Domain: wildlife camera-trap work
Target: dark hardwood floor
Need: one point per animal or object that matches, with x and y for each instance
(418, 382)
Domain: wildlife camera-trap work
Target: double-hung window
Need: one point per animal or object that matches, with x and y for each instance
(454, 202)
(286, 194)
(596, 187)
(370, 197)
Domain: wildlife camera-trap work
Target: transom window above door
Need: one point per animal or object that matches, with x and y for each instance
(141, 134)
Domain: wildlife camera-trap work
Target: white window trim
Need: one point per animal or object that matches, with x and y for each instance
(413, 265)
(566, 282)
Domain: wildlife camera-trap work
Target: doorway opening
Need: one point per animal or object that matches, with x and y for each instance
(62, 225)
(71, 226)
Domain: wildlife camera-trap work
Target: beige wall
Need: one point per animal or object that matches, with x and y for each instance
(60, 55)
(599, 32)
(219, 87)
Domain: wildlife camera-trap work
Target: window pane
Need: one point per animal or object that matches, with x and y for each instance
=-=-=-=-=
Pick out each line of the listing above that contains the word "Target" and copy those lines.

**The output**
Target: dark hardwood floor
Target: double-hung window
Target: transom window above door
Target: white window trim
Target: doorway opening
Target: beige wall
Target: window pane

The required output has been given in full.